One evening in Kfar Saba a handsome sabra came to visit the school—slim green shorts, strong thighs, intense blue eyes—and we talked until sunset. In time, we walked through the village and hitchhiked through Israel, a common mode of transportation. We stopped overnight at a kibbutz in Caesarea, where archaeologists were excavating a temple. We visited my grandparents in Ramat Gan, where, oddly, my grandmother prepared one big bed for us to sleep in, just as they had done in the kibbutz.

Sharing a bed was a custom based on the housing shortage.

It was not an invitation to have sex, nor did we take it as one. We were too amazed—to see the kibbutz farmers at work, to see the country whizzing by from the backs of hay wagons. I was no stranger to sex, having been initiated by the older doctor I’d met when in high school. But this chaste affair was a different matter. Every day Rafi picked a flower for me from a roadside shrub. He was courtly, affectionate, and undemanding. After I left Israel, I never saw Rafi again, but we corresponded. With his permission I used his picture in an article I wrote, and my father sent to his friend at the Berkeley Carteret, then a New Jersey newspaper. It was my first publication.

After Delgado, after Israel, I wanted to experience the world’s dangers and come through them whole. I left Bard to finish college in Washington, D.C., and, because of my article, was hired as an intern at the Jewish Telegraphic Agency. After college, I worked on an afternoon daily newspaper, covering the police, the federal court, schools, and the sanitation authority. The Alexandria Gazette was located in a rickety wooden building in its Virginia city. Reporters stood on line to use the few standard typewriters with faded ribbons. The day’s stories were written against the din of the in-house Linotype machines and the city editor’s shouts for prompt copy. Sometimes he grabbed the page I worked on and tugged it out of my typewriter. I kept longer hours for less pay than the men on the staff, struggling to justify my gender in a newsroom, and was often asked to fetch coffee for them.

Even so, my assignments were absorbing. At federal court I covered the trial of a man accused of espionage; and at civil court I scribbled notes about a woman convicted of murdering her small children. In 1954, when the Supreme Court decision Brown v. Board of Education came on the tickers, I pulled out tapes from the Associated Press: segregation of schools— beaches—restaurants—theaters—libraries—with “all deliberate speed.” The news meant school integration in Alexandria.

### Supplied information

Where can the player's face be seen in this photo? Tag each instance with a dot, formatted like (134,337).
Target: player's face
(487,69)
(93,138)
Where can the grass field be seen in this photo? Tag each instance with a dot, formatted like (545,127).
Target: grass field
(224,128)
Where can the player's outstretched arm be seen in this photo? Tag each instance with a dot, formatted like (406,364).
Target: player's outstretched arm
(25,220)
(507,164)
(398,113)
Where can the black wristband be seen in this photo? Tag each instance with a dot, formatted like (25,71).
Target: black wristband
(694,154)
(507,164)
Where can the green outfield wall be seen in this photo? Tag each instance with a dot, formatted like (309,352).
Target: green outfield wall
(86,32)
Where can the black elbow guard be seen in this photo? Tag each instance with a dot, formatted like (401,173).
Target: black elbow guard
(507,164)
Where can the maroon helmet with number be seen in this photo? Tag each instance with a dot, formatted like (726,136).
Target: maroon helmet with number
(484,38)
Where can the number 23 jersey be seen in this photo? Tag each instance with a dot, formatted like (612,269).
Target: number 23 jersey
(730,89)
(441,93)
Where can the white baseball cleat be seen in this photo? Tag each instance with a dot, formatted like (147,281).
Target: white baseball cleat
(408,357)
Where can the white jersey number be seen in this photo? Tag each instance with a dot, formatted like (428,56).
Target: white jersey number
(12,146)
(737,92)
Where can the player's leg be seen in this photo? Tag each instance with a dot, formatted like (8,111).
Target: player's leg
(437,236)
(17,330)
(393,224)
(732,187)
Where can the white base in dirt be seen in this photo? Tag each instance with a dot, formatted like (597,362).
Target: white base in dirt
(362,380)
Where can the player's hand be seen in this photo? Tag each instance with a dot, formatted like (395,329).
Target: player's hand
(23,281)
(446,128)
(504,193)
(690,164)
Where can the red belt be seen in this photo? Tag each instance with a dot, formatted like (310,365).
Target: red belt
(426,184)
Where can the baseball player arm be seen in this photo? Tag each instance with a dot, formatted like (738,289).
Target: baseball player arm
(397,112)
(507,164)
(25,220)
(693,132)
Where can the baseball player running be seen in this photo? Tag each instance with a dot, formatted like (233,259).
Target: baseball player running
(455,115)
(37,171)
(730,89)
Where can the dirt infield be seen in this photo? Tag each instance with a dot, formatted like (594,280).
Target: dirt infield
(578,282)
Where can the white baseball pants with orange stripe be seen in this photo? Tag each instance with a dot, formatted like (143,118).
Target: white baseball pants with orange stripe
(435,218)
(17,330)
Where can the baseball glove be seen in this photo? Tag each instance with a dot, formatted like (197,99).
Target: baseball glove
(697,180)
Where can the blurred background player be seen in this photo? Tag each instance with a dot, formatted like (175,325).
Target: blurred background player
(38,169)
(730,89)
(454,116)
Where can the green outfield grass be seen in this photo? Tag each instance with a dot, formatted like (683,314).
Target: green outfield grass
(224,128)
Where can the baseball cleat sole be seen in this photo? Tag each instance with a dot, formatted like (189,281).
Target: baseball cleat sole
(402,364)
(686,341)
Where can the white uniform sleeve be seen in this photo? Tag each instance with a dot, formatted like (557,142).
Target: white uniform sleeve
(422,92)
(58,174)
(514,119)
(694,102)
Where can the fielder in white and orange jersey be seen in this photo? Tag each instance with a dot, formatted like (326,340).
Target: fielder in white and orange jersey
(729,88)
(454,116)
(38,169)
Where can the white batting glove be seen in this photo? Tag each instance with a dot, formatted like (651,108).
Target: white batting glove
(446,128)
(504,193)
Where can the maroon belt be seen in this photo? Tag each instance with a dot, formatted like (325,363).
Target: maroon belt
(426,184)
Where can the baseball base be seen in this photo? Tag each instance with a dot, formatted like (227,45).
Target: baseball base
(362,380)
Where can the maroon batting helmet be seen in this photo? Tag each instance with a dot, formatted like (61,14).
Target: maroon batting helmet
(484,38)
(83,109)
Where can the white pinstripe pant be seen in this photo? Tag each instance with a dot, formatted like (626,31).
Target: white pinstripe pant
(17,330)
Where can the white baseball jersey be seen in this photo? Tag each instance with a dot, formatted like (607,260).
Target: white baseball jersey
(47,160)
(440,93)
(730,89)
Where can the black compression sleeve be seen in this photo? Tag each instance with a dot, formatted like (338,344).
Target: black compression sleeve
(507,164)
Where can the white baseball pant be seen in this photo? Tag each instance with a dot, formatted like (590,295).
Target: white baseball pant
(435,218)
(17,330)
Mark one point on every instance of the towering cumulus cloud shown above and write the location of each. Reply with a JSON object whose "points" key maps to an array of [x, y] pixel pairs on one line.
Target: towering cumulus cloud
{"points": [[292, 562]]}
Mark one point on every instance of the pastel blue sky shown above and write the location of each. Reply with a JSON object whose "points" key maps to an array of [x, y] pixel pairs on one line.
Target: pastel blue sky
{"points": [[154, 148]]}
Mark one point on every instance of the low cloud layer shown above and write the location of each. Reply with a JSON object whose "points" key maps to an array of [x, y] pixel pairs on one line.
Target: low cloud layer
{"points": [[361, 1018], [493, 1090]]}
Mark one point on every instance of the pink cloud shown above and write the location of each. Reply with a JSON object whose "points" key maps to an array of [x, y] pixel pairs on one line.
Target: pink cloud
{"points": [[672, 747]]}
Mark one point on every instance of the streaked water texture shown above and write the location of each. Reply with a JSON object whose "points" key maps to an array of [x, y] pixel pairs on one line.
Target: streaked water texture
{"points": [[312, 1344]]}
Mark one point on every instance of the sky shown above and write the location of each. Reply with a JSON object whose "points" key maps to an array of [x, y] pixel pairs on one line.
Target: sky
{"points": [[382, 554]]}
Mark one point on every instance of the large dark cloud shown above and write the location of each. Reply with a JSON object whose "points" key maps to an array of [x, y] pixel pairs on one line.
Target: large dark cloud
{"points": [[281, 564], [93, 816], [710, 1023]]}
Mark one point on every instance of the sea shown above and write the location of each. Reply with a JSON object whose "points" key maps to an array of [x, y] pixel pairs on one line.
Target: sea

### What you should do
Could you extend the memoir passage about Israel and the Alexandria newsroom, starting right after its last sentence about school integration in Alexandria?

### Output of the task
My best breaks were storms. Things happened in the hospital, on the streets. Once when my mother, in New York, read that a hurricane raged through Northern Virginia, she phoned the Gazette to find out if I was safe. “She’s safely out covering the hurricane,” the city editor told her.

When I returned to New York, I found that women were seldom hired on newspapers. “Can I put a pretty girl like you on a night desk?” a managing editor asked even after he’d seen, on my résumé, that I’d worked on one for a year. After many tries, I gave up covering news for a job writing about books and records for Glamour magazine. Located in the Graybar Building, on Forty-Second Street, the office was hospitable to the woman beginning a career. Jill Krementz, a research assistant, showed me a camera she had received as a gift, and said she’d experiment with it after work. Elsewhere in the Graybar, Joan Didion sat typing her articles for Vogue. More numerous were the fashion editors, who wore stiletto heels, cursed in French, and spoke in italics to stress chosen words.

Something was missing. Before long, I was writing poems again. I knew I had to decide between alternatives, to live in one place or another, to stay on one side of the dangerous border or to venture off. In that restless period, my life resembled an oak in Central Park whose branches splayed out in many directions, south, north, east, west. At times I sat under the oak and stared upward through a tangled mass of leaves to blue sky. Now I stood puzzled before crooked branches.

As to wedlock, I heard the stress on “lock.” I could not consider a settled existence, certainly not in the staid 1950s with its fixed gender roles. Nor could I let go of a life-changing love, the tree trunk from which all branches grew.